• Fragmento de página:
-------------------------
(Juan 3, 14-21) A veces el único camino posible es la cruz. Y no esa cruz que se asume para conseguir una felicidad mayor.
Nuestra vida no es humana sin autosuperación, sin esfuerzo, sin sacrificios. Si nos alejamos constantemente de contrariedades, si elegimos siempre el camino más fácil, nunca contemplaremos con agrado lo que somos. No somos auténticamente personas si no nos desvivimos por gozar de la amistad y el amor. Sin esa capacidad de sacrificio nuestra vida se vacía, perdemos el norte; nos hundimos en la ciénaga de nuestros deseos egoístas, y nos ahogamos en el hastío.
Pero, a veces, la humanidad de nuestra vida nos pone enfrente a la cruz. Y nos toca luchar contra una injusticia de la que sabemos su dificultad y su riesgo. O la enfermedad de un ser querido nos pone en la tesitura de renunciar a muchas de las cosas que hacemos y nos gustan.
-------------------------
• Conjunto de datos:
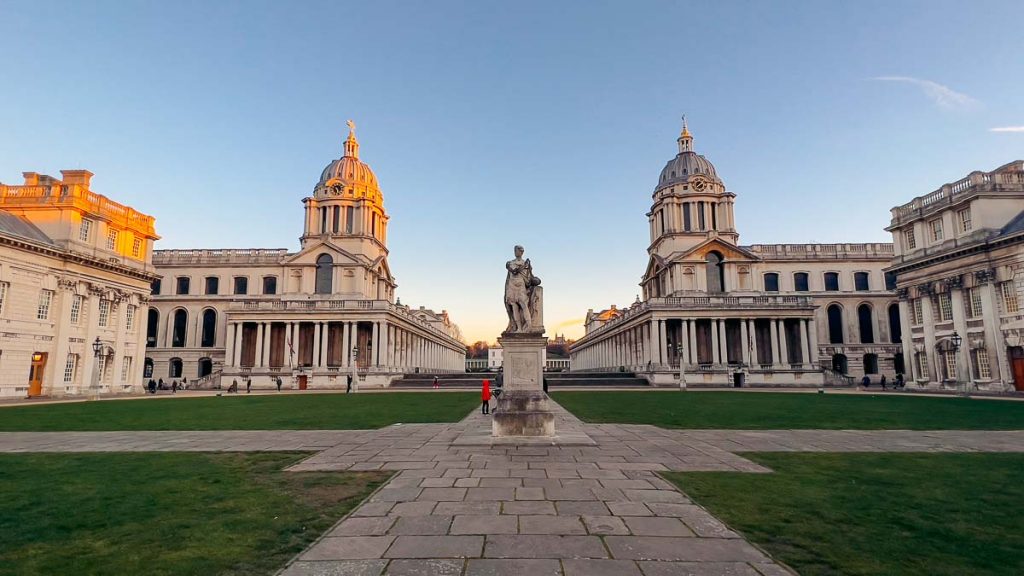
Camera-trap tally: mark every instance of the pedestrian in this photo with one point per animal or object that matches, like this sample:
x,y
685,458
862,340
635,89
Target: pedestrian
x,y
485,397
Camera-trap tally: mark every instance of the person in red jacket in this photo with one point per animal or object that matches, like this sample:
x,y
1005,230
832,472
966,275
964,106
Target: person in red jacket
x,y
485,396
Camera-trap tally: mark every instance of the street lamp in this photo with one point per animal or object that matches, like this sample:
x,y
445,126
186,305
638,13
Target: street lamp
x,y
97,348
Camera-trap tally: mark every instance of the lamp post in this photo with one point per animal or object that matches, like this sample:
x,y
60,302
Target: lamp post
x,y
956,340
97,348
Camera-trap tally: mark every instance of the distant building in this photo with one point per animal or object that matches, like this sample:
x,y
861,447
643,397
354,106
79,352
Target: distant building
x,y
311,317
960,272
75,266
778,314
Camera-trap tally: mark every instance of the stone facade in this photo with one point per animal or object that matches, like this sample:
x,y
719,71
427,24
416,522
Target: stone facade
x,y
74,266
960,270
774,314
309,318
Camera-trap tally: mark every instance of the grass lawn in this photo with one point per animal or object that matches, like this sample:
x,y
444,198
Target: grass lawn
x,y
315,411
738,410
165,513
876,513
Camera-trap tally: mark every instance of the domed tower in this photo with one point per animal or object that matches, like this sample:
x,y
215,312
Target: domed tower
x,y
690,205
347,207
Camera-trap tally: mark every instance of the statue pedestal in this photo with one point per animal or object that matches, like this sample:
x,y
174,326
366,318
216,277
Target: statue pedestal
x,y
522,407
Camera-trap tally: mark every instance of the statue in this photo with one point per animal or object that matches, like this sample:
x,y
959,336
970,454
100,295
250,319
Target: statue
x,y
522,296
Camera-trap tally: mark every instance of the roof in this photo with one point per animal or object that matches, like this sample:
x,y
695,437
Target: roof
x,y
13,224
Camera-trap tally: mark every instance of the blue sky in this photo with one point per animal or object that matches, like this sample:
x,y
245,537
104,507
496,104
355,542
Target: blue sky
x,y
496,123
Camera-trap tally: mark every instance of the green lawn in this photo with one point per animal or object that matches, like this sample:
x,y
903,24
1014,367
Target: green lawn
x,y
314,411
739,410
168,513
876,513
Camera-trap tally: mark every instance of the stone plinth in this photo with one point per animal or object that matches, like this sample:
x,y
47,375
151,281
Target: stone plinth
x,y
522,408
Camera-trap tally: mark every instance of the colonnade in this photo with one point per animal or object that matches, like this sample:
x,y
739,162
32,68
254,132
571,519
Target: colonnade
x,y
647,344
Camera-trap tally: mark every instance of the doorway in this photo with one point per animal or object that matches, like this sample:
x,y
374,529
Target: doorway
x,y
36,373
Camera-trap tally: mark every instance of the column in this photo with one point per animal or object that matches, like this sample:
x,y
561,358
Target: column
x,y
783,351
775,360
715,350
744,342
805,357
753,331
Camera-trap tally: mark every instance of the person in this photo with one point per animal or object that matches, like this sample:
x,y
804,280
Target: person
x,y
485,397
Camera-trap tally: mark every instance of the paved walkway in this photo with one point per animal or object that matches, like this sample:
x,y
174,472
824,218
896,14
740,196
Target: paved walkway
x,y
588,503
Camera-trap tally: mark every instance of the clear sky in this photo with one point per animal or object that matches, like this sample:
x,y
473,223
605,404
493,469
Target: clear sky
x,y
491,123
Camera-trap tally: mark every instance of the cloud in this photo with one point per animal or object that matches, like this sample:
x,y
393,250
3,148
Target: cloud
x,y
943,96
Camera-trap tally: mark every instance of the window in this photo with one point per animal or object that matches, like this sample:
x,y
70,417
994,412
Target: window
x,y
84,231
964,219
909,239
936,228
800,282
973,302
325,271
832,281
70,367
45,297
949,363
1010,301
104,313
76,309
945,307
860,281
923,365
866,324
835,324
125,368
981,368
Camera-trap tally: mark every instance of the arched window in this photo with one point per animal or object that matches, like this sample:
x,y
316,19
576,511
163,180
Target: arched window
x,y
174,368
895,330
325,269
716,273
800,282
152,328
209,334
836,324
179,328
866,328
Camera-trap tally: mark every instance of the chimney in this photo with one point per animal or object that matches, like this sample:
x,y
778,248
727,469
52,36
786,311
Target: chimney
x,y
77,177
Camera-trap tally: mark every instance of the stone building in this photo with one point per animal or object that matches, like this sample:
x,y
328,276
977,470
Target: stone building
x,y
960,274
309,317
774,314
74,266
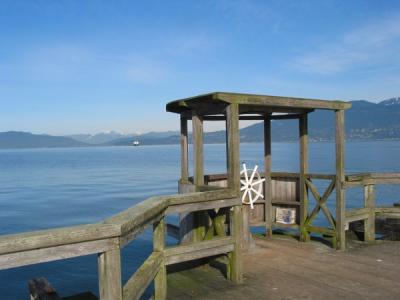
-------------------------
• Problemas y tareas:
1/ Enumera las consecuencias que, según el texto sobre la cruz, trae para nuestra vida la falta de capacidad de sacrificio.
2/ Prosigue el texto sobre la cruz a partir de su última oración.

• Respuestas del ejercicio:
1/
- Nuestra vida se vacía.
- Perdemos el norte.
- Nos hundimos en la ciénaga de nuestros deseos egoístas.
- Nos ahogamos en el hastío.

2/
Y sabemos que no vamos a vencer, ni a la injusticia del mundo, ni a la limitación de nuestra carne.
La cruz, para Jesús, no fue un acto de superación personal, ni un medio para conseguir una sociedad mejor. Jesús asume la cruz, desde su intimidad personal, como entrega a todos los hombres y al Padre. Jesús, en la cruz, asume su propia vida como semilla entregada por amor.
La cruz –ciega, opaca, cruel, torpe, dolorosa, inhumana—no se asume “para”, se asume “por”. Nada justifica la cruz, ni conseguir esto ni lo otro; la cruz se asume por amor.
¿Qué haremos cuando tengamos que asumir la cruz?